FRAGMENTO DE LECTURA
Dentro de este panorama, La trinchera infinita, primera película en castellano del trío de realizadores vascos Aitor Arregi, José Mari Goenaga y Jon Garaño, cuya carrera ha sido vigilada de cerca por el Zinemaldia (y esta vez, recompensada con justicia por el jurado con los premios al mejor guion y la a mejor dirección), se diferencia de forma notoria del intento de Amenábar gracias a su meritoria construcción de una subjetividad primero asfixiada, luego angustiada y finalmente acomodada; su gran trabajo de sonido natural (impactante y esencial en su primer tramo) y su huida de la grandilocuencia al desdramatizar momentos de importancia histórica con naturalidad y llaneza. Lo mejor es sin duda su arranque, filmado en planos subjetivos y secuencias llenas de vértigo y violencia, en lo que es una aplicación estricta del bando de guerra al personaje de Higinio (Antonio de la Torre), un animal acosado, apoyado en un preciso montaje sin concesiones ni subrayados de cara a la galería.

TAREA
Responde según el fragmento sobre La trinchera infinita:
(a) ¿Qué premios le concedió el jurado a la película?
(b) ¿Qué actor interpreta a Higinio?
(c) ¿Cómo está filmado el arranque de la película?

MATERIAL PROPORCIONADO
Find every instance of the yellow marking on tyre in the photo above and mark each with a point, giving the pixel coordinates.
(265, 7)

RESPUESTA
(a) Los premios al mejor guion y a la mejor dirección.
(b) Antonio de la Torre.
(c) En planos subjetivos y secuencias llenas de vértigo y violencia.